AUFGABE 1:
Beantworte zum Text über das Album „Futurology“ diese drei Fragen:
(a) Welche beiden deutschen Ausdrücke kommen im Song „Misguided Missile“ vor?
(b) Wer teilt sich in „Between The Clock And The Bed“ das Rampenlicht mit James Dean Bradfield?
(c) Welche beiden Rollen hat Bradfield in der Band?
AUFGABE 2: Schreib den Text über das Album „Futurology“ der Manic Street Preachers im Anschluss an seinen letzten Satz weiter.

Die Atmosphäre der inzwischen weltweit angesagten Metropole hat die Gitarrenrockband Manic Street Preachers zu einem elektronisch aufgeladenen Sound inspiriert. „Man hat hier das Gefühl, dass man sich neu erfinden kann. In Berlin ist alles möglich“, sagte Wire. Im Song „Misguided Missile“ bringt er sogar die deutschen Worte „Sturm und Drang“ und „Schadenfreude“ unter.
Aber auch bewährte „Manics“-Qualitäten werden auf „Futurology“ gepflegt - in wütenden, punk-beeinflussten Hymnen wie „Let's Go To War“ und „Sex, Power, Love And Money“, oder in prachtvollen Balladen wie „Between The Clock And The Bed“. Hier teilt sich James Dean Bradfield - als Sänger/Leadgitarrist wieder in Hochform und längst einer der ganz Großen seiner Zunft - das Rampenlicht mit Green Gartside von Scritti Politti, der seine typisch seidenweich-androgynen Vocals beisteuert.

BEREITGESTELLTE DATEN:
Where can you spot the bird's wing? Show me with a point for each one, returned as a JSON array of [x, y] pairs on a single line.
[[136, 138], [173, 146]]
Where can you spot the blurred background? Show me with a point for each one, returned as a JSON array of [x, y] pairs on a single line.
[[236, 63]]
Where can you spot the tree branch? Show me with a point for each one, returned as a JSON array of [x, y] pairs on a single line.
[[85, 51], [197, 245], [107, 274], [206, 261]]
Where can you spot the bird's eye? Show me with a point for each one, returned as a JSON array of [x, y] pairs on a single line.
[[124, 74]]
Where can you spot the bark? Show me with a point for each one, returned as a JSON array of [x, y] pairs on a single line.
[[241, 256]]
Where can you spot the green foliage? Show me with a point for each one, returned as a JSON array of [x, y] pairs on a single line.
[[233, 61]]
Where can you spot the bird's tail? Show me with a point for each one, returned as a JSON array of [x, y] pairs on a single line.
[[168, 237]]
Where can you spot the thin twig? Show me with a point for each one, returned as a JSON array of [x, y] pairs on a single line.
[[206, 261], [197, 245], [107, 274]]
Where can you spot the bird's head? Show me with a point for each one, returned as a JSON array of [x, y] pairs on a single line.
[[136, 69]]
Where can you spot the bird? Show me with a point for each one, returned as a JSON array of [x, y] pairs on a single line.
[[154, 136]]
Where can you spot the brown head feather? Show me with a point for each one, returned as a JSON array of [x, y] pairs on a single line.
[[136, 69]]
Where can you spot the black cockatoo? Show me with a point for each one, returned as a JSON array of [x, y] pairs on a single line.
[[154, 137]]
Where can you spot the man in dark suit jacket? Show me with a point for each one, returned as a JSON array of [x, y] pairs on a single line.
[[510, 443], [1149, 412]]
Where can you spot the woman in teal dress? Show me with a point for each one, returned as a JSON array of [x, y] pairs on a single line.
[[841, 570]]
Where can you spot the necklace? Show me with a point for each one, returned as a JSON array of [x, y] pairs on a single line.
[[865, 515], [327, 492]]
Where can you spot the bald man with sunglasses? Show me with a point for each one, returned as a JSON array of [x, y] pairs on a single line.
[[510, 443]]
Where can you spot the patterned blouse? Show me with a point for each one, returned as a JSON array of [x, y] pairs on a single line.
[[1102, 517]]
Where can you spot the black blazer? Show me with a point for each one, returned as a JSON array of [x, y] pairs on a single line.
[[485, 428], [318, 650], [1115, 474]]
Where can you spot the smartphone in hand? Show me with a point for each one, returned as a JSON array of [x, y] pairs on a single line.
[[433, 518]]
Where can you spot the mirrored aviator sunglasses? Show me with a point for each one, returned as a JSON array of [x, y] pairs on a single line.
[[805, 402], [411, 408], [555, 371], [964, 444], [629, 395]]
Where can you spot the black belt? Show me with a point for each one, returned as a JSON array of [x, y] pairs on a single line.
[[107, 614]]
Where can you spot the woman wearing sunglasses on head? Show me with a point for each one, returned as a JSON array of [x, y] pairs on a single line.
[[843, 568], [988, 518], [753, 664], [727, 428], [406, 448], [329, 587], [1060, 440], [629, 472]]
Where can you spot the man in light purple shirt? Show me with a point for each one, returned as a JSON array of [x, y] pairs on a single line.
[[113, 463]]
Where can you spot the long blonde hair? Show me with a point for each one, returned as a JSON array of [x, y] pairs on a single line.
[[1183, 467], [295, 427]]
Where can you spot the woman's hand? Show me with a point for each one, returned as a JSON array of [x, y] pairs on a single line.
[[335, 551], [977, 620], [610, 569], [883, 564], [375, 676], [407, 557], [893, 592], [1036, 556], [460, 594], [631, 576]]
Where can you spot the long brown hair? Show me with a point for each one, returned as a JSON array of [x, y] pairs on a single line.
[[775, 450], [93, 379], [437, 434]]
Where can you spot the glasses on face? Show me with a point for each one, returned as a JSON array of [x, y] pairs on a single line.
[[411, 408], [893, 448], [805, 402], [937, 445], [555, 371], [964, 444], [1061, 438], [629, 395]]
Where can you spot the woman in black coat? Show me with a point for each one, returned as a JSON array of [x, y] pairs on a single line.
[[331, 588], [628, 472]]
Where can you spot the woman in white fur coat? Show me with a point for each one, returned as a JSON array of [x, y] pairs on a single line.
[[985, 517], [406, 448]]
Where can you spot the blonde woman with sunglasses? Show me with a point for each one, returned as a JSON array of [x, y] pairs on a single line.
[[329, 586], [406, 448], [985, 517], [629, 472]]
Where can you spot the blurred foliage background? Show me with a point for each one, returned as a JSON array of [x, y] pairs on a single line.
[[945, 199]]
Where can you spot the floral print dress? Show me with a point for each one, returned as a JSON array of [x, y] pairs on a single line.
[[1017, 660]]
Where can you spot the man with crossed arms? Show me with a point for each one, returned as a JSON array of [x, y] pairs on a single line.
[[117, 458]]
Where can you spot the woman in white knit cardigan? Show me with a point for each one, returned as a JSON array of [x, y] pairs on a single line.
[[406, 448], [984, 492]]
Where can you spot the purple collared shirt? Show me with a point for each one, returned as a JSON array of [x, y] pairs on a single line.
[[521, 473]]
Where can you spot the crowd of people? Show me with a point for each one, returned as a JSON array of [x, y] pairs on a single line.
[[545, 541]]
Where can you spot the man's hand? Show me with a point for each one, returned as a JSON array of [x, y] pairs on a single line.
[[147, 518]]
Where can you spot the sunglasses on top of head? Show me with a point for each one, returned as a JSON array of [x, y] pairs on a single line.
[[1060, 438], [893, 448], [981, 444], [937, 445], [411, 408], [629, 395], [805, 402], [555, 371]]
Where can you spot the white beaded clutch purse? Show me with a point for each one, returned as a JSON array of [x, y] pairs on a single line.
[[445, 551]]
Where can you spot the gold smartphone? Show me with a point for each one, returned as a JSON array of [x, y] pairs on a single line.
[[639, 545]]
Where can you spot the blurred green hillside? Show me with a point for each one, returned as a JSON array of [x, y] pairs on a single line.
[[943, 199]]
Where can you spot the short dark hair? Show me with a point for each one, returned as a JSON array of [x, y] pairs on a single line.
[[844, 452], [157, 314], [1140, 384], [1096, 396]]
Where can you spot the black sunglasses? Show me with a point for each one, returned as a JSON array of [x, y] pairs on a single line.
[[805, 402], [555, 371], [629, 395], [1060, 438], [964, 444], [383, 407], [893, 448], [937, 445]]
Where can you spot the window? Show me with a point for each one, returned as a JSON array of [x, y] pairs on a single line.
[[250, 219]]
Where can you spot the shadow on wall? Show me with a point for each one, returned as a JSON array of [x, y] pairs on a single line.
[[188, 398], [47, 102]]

ENDGÜLTIGE ANTWORT 1:
(a) „Sturm und Drang“ und „Schadenfreude“
(b) Green Gartside von Scritti Politti
(c) Sänger und Leadgitarrist

ENDGÜLTIGE ANTWORT 2:
Schon auf dem herausragenden Vorgängeralbum „Rewind The Film“ hatten die Manic Street Preachers mit Richard Hawley, Lucy Rose und Cate Le Bon gleich mehrere Gastsänger präsentiert - „Futurology“ gewinnt durch die sehr unterschiedlichen Stimmen ebenfalls an Reiz.
„Wir haben auch heute noch den gigantischen Drang, uns zu beweisen“, sagte Wire im 3sat-Interview über das Credo seiner Band. Und Schlagzeuger Sean Moore betonte im „Guardian“: „Wir stellen dauernd in Frage, was wir vorher gemacht haben und was wir als nächstes machen werden. Wir sind ruhelos.“ Das neue Album der Manic Street Preachers zeigt beispielhaft, dass eine Mega-Band auch nach über zwei Jahrzehnten noch kreativ und relevant sein kann.